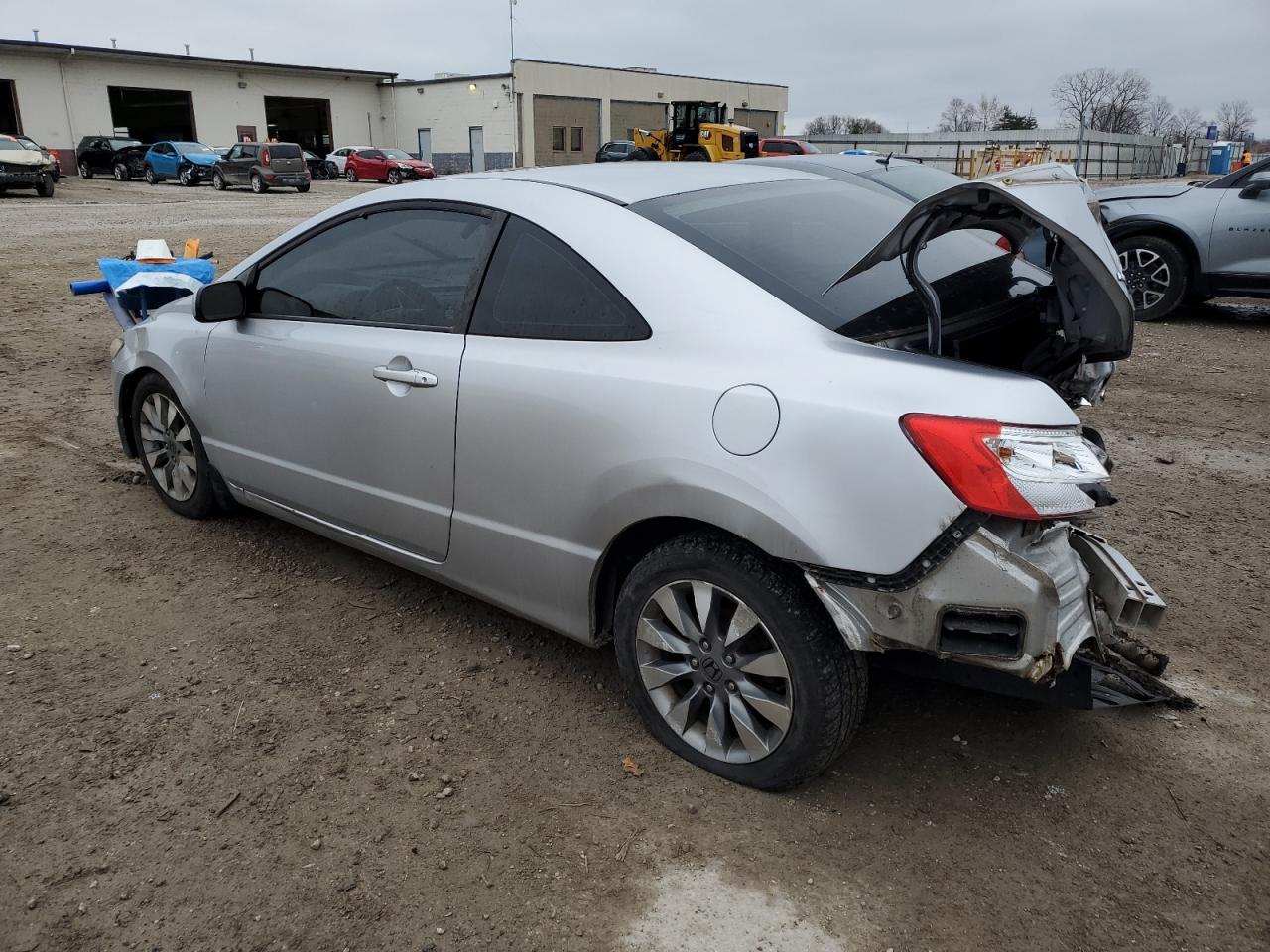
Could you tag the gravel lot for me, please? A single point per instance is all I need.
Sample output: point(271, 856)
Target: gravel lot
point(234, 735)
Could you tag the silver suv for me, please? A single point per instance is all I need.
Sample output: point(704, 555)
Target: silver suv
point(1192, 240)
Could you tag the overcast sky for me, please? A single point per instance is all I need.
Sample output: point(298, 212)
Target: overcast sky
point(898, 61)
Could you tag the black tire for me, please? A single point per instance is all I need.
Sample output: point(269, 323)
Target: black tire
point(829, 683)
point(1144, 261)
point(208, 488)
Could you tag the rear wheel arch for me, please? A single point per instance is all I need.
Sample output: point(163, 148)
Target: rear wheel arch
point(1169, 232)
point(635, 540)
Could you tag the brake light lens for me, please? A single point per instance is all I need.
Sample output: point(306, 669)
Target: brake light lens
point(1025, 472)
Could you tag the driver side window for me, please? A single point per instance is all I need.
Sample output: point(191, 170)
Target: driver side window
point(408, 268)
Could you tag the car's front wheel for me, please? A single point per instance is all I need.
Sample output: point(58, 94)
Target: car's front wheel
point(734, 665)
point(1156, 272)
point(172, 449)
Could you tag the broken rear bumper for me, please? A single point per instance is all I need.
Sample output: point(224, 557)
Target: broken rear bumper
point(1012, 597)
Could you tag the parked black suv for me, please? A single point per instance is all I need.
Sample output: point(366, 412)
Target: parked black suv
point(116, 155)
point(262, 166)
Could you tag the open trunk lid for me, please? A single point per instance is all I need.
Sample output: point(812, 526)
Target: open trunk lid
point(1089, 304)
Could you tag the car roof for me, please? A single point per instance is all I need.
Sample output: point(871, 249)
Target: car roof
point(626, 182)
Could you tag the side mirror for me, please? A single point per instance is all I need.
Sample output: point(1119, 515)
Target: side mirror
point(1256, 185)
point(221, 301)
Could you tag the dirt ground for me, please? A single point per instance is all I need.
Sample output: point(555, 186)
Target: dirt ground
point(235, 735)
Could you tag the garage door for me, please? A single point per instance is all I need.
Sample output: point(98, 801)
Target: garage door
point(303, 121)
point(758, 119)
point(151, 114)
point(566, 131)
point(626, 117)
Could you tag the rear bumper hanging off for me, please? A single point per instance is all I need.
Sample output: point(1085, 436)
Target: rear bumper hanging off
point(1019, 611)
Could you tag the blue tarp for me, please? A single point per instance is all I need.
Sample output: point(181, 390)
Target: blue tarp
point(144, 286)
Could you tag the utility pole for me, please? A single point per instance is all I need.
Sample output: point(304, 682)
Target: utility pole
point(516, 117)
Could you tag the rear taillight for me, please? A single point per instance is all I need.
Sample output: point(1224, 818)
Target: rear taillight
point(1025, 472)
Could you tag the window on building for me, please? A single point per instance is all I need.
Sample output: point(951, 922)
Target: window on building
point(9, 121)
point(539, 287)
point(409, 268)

::::::

▶ **Goal of the exercise**:
Exact duplicates of all the entries are required, and no image may appear in them.

▶ **Solution to the problem**:
Could you tag the gravel lot for me, please? A single point per instance is all I need.
Sample output: point(271, 856)
Target: gravel lot
point(234, 735)
Could you tag the silver suv for me, please? A single point per instance is all I need.
Sample output: point(704, 555)
Target: silver suv
point(1192, 240)
Could you tag the overcast sky for me, please? A single point per instance is all I need.
Sample output: point(298, 212)
Target: overcast sky
point(898, 61)
Could you tag the black tire for me, please? A single point per instance is all I need.
Sample output: point(269, 323)
Target: black tire
point(829, 683)
point(1144, 261)
point(208, 488)
Could you tag the rear wheel arch for me, please? A single point per instance is all I need.
Sample output: point(163, 148)
Target: rear wheel arch
point(1169, 232)
point(635, 540)
Could you tag the brake light lens for me, please? A single point per instance is all I need.
Sample output: point(306, 669)
Target: brake light lens
point(1025, 472)
Could you tag the driver side window for me, please? A single point per instance is all I need.
Sample output: point(191, 170)
Target: driver side window
point(408, 268)
Could you tag the car's front wheel for me, please? A single point per instance is all I need.
Sample output: point(58, 94)
Target: car's front wheel
point(734, 665)
point(1156, 272)
point(172, 449)
Could you tag the broken rear bumper for me, please? A single point per instance is all I need.
Sample output: point(224, 557)
Target: broken rear bumper
point(1012, 597)
Could you tag the parked black suv for me, please? A single point per instance is all I need.
Sample output: point(366, 412)
Target: parked black suv
point(116, 155)
point(262, 166)
Could you tag the open trunk lid for me, please? A single point per instance is all I need.
Sample output: point(812, 526)
Target: open trunk lid
point(1089, 304)
Could you tag the car roof for me, please? A single point per instance is all I need.
Sample output: point(871, 249)
Target: car roof
point(626, 182)
Could you tag the side mirror for me, please? A single point per instance is all I need.
Sample output: point(1119, 515)
Target: side mirror
point(1256, 185)
point(221, 301)
Could you tag the dirt ground for me, please? A single point per instance is all I need.
Sample output: point(555, 186)
Target: dirt ground
point(235, 735)
Could you tag the garage door for me, please? A single point per instance is all I need.
Sample output: point(98, 801)
Target: garage door
point(303, 121)
point(758, 119)
point(151, 114)
point(566, 131)
point(626, 117)
Could you tag the rear bumper hanging off for me, please? A single point per instance is all I need.
Sample output: point(1085, 436)
Target: rear bumper hanging off
point(1019, 611)
Could you tag the blue tarp for me, please? A single point per instance is all I need.
Sample output: point(181, 390)
Target: blue tarp
point(144, 286)
Could you tag the utility pole for me, please? A single point per instance is all I need.
Sample output: point(304, 682)
Target: utility pole
point(516, 117)
Could you tag the rear taillight for me, please? A single point per instance is all I need.
Sample output: point(1224, 818)
Target: rear taillight
point(1025, 472)
Could you tag the window on building for me, please? A single point per instance is all I need.
Sample output: point(951, 922)
Target: window on building
point(9, 121)
point(539, 287)
point(409, 268)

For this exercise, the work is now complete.